# What to work on
Of the entries below, return exactly those lines that fall between the one containing "pixel 698 125" and the one containing "pixel 233 93", the two end lines included.

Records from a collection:

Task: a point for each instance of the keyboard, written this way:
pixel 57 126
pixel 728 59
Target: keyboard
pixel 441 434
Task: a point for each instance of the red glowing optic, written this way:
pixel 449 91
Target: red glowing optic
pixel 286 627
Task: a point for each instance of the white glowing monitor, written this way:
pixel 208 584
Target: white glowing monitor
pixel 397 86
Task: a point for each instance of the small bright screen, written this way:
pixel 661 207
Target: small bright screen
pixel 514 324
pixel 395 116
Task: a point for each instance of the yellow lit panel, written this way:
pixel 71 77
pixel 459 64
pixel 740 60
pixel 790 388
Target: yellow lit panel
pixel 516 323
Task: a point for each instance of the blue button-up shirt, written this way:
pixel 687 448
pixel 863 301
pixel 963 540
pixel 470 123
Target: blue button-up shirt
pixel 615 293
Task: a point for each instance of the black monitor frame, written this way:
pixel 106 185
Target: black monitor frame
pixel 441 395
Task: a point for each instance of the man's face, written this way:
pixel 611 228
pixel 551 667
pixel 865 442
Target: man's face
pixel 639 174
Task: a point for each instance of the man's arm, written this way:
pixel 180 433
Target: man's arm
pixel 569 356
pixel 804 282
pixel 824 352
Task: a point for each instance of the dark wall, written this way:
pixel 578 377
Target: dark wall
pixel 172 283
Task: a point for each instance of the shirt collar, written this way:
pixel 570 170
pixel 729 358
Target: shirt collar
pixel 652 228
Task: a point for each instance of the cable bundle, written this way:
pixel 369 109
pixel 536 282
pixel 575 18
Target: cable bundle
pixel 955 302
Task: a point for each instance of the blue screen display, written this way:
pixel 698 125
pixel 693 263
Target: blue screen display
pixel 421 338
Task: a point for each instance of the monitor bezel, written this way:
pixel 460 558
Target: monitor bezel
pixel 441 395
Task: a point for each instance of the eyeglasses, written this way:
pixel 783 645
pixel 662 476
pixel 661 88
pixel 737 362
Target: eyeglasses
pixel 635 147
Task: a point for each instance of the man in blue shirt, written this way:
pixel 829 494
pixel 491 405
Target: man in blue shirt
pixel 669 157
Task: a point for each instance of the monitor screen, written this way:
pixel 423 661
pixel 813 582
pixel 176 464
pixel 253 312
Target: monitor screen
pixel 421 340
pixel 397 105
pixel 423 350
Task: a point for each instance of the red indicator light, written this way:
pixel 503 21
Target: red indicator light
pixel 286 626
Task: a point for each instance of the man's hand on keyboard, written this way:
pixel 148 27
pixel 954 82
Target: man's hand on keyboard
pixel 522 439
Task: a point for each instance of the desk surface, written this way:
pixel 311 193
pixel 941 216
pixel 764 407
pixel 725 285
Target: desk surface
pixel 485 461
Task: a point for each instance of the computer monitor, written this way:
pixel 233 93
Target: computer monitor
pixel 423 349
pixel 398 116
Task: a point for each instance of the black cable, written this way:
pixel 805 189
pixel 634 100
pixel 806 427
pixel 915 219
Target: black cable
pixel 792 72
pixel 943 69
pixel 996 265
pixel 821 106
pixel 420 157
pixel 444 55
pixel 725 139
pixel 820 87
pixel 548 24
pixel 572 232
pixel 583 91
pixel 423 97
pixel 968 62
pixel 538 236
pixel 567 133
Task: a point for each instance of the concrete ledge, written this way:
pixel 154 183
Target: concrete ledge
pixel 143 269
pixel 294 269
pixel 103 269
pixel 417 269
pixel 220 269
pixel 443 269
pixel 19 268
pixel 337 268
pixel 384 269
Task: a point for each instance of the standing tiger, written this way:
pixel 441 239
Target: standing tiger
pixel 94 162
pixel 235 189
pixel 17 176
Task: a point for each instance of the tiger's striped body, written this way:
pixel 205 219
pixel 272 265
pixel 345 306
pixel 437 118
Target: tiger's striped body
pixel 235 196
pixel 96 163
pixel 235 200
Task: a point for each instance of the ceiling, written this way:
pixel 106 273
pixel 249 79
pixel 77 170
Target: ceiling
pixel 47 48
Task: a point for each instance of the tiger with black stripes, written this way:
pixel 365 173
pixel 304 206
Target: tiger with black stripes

# Answer for the task
pixel 698 125
pixel 693 263
Target: blue screen display
pixel 421 338
Task: a point for each instance of the monitor bezel, written this way:
pixel 460 558
Target: monitor bezel
pixel 441 395
Task: a point for each instance of the eyeglasses, written this way:
pixel 783 645
pixel 662 476
pixel 661 88
pixel 737 362
Target: eyeglasses
pixel 635 147
Task: a point for each instance of the man in blue shirt, written this way:
pixel 829 494
pixel 491 405
Target: man in blue shirt
pixel 669 157
Task: a point for each instance of the monitor screen, written this way:
pixel 423 661
pixel 813 582
pixel 176 464
pixel 253 312
Target: monitor screen
pixel 421 340
pixel 397 105
pixel 423 350
Task: a point for each instance of the red indicator light, written this way:
pixel 503 21
Target: red indicator light
pixel 286 626
Task: a point for each instance of the man's hand on keyboard, written this way:
pixel 148 27
pixel 954 82
Target: man's hand on keyboard
pixel 522 439
Task: a point for each instance of the desk surface, written this way:
pixel 311 193
pixel 941 216
pixel 764 407
pixel 725 285
Target: desk surface
pixel 485 461
Task: a point for each instance of the computer monitor, written this way:
pixel 233 93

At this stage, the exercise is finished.